EXERCISE REQUIREMENTS
Copy out each line of the records below that contains the string "coordinates".

Stored items:
........
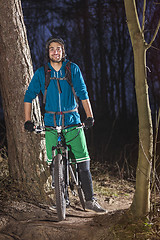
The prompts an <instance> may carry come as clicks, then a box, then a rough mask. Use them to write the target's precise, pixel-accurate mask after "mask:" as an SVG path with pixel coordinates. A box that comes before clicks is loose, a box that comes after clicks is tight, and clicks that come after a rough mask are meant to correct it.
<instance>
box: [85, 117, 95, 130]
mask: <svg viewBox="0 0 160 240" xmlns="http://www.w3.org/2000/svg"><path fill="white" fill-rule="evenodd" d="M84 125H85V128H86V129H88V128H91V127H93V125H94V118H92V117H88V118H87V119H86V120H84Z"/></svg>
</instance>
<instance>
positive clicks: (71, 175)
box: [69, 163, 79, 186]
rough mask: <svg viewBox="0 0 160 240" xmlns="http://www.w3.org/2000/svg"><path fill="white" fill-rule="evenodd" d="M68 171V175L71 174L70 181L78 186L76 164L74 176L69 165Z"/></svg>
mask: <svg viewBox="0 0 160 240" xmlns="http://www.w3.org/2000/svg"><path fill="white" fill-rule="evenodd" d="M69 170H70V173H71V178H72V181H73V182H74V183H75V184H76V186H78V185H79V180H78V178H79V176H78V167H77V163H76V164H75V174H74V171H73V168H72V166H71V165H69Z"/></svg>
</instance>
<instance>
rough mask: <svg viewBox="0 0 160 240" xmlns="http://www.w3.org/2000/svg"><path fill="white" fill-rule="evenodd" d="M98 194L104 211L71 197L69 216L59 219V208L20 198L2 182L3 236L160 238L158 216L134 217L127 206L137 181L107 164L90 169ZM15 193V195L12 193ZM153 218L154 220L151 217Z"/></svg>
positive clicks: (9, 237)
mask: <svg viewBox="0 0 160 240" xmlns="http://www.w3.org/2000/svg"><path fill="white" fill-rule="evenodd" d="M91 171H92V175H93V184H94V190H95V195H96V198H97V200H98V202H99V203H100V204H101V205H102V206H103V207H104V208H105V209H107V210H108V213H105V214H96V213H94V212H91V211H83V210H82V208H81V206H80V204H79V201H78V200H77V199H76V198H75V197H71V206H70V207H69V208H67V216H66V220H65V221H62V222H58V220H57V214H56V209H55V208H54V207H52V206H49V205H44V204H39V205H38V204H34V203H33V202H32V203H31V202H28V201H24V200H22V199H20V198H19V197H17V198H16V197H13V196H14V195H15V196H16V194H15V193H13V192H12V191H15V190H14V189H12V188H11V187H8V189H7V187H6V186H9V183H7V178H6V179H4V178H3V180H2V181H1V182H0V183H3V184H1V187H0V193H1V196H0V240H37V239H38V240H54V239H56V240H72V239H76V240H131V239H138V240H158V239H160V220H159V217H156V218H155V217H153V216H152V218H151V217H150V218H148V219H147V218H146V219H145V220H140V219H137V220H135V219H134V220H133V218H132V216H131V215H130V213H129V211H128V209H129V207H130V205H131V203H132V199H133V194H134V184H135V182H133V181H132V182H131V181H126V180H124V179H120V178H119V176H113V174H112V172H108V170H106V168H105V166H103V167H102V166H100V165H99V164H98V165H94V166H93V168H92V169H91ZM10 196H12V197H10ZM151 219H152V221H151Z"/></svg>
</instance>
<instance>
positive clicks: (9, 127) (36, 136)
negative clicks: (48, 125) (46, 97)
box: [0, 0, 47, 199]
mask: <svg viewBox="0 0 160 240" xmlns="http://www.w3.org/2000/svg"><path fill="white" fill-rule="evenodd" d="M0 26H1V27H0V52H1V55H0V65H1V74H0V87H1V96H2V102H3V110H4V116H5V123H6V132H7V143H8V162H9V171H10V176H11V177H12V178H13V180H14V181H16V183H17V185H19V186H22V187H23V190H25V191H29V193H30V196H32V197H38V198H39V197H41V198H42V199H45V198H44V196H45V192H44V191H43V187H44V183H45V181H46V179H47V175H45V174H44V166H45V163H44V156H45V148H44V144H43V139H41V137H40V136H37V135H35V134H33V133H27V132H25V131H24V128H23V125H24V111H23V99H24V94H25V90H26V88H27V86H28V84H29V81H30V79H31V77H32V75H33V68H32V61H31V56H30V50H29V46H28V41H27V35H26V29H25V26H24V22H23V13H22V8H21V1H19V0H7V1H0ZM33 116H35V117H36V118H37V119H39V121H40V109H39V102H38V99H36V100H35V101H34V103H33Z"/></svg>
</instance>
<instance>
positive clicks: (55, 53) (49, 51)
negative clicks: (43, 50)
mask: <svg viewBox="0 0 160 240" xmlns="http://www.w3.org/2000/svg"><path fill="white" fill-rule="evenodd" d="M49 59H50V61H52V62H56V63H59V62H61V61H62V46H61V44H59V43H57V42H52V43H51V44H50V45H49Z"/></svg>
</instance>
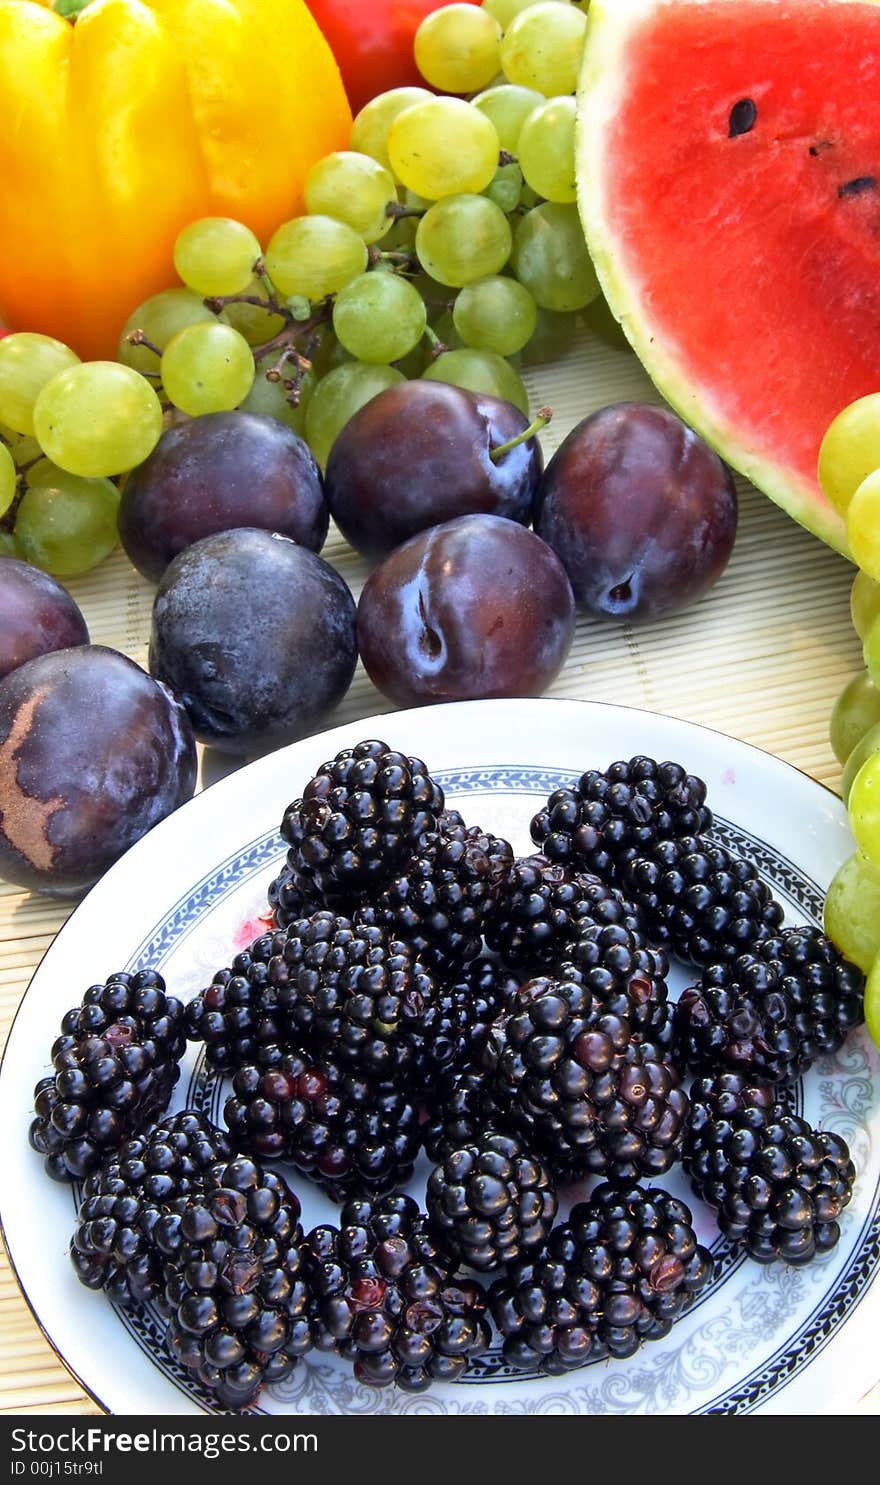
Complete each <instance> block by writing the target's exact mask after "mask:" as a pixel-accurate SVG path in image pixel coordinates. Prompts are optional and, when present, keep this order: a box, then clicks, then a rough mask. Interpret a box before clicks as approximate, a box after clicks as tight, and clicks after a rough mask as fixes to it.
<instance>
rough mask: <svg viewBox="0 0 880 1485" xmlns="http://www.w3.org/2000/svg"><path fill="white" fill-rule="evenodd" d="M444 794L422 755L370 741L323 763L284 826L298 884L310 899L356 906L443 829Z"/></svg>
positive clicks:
........
EXERCISE SOLUTION
The prompts an <instance> may carry come as clicks, then a box, then a rough mask. Use them to write the target's precise, pixel-accurate mask after "mask:" as an SVG path with pixel coordinates. A box that comes before clicks is loose, a box that comes after clicks is tight, and clicks that come after a rough mask are meant to correct it.
Complete each <instance> block by writing the target's exact mask after "mask:" as a pixel-accurate SVG path in image pixel coordinates. Prompts are optional and, when present, keep this order: a box, then clicks, then a rough mask. Interpret a box before clicks as approximate, a box after clicks as tight, and clicks after a rough mask as fixes to it.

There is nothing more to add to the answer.